**EXERCISE SET:**
1. In the forum thread about catching a king salmon at Rocky, what lure was Rick swinging when he landed his first king?
2. Write the next part of the forum thread about catching a king salmon at Rocky, starting from the point where it stops.

**GIVEN PASSAGE:**
# King in Rocky



## Mepps3 (Apr 23, 2006)

My friend Rick and I showed up at Rocky around 7:30 today 10/28. We saw a lot of fisherman at every location but one hole by the road. We hooked up half dozen times in the first 10 minutes. As things slowed down he got slammed and landed his first king. He was swinging an orange spinner down the main current of the hole. Rick let the salmon go for another fisherman to enjoy before it dies. We decided to move on and find some more willing fish. Between the 2 of us we hooked into 20 fish. I left the pin in the truck as spinners were smoking hot today. All the fish were in fast water that flowed into a pool.

Rick with the king

















The biggest steel today at 30"

















Most were between 22" and 24"


----------



## corndawg (Oct 24, 2007)

Very nice, wish I was able to get out today. Last year I remember a guy pulling a lost brown out of the Rock. Those surprise fish are really cool.


----------



## whjr15 (Jun 16, 2005)

Man, I had absolutely no idea there was anything like that around here.


----------



## Fishaholic69 (Apr 6, 2007)

do steelhead or king salmon have teeth? looks like it in the pic


----------



## liquidsoap (Oct 22, 2005)

Nice king!
Good job mepps.
Wish I would have made it down today.


----------



## steelheader007 (Apr 8, 2004)

Fishaholic69 said:


> do steelhead or king salmon have teeth? looks like it in the pic



Kings have the biggest teeth, but they all have teeth none as big as a king!


----------



## Mepps3 (Apr 23, 2006)

Fishaholic69 said:


> do steelhead or king salmon have teeth? looks like it in the pic


Check out the teeth on this picture. I caught this king out of the V on November 1st of 2002.


----------



## SteelinaTrout (Oct 23, 2007)

WOW.... Nice Fish Man!:B


----------



## KSUFLASH (Apr 14, 2004)

HOLLY CRAP!!!!

Now thats some teeth!!!!

flash--------------------------out


----------



## joe01 (Apr 16, 2004)

real nice fish.


----------



## Brian.Smith (May 18, 2006)

**GIVEN MATERIAL:**

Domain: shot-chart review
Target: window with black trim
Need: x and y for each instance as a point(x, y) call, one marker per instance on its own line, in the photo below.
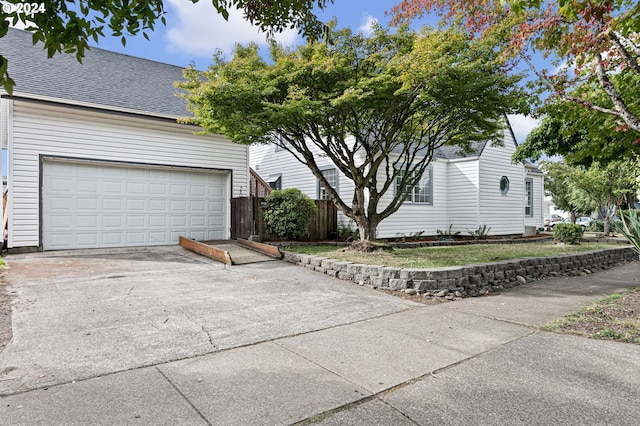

**EXPECTED OUTPUTS:**
1. An orange spinner.

2.
very nice I seen 4 last year


----------



## Fishaholic69 (Apr 6, 2007)

I never knew they had um! wow thats cool! so you can catch those kings in the vermilion river? never knew anything that mean looking was in there! now I see why you use forcepts! so there teeth won't break you line like a walleyes would?? I always had to use some steel leaders for walleyes. kinda looks like some teeth on a dog!


----------



## Brian.Smith (May 18, 2006)

Fishaholic they are strays from NY or Meatchicken. Last year my dad caught one in the Grand and we seen 3 playing.


----------



## Fishaholic69 (Apr 6, 2007)

ya I figured they were rare around here. so a steelhead has teeth but not big like that?? I thought I read somewhere they didn't have any teeth.


----------



## Mepps3 (Apr 23, 2006)

Brian.Smith said:


> Fishaholic they are strays from NY or Meatchicken. Last year my dad caught one in the Grand and we seen 3 playing.


I read on the ODNR site a couple years ago that the kings can also come from fly fishing clubs like on Cold Creek (if my memory serves me right). The kings, browns that are stocked for the clubs can escape from time to time like when the rivers blow out from flooding.


----------



## KSUFLASH (Apr 14, 2004)

I wouldn't recommend lipping the steelhead. Regardless of strain, even those teeth that our strain of steelhead have can rip ya up if that thrash around a bit. 

flash------------------------------out


----------



## peple of the perch (Sep 13, 2004)

nice job on the king and steel. I still havent made it out but i have been busy.


----------



## CoolWater (Apr 11, 2004)

Congratulations on the fine catches! Catching a King in Ohio is a rather substantial accomplishment in my book, and the fact your buddy let this one go for someone else to get a crack at - is truly a spectacular gesture.

Nice!


----------



## BigDaddy300 (Nov 1, 2004)

Got this king a few years back on the east side. I had eggs for a long time.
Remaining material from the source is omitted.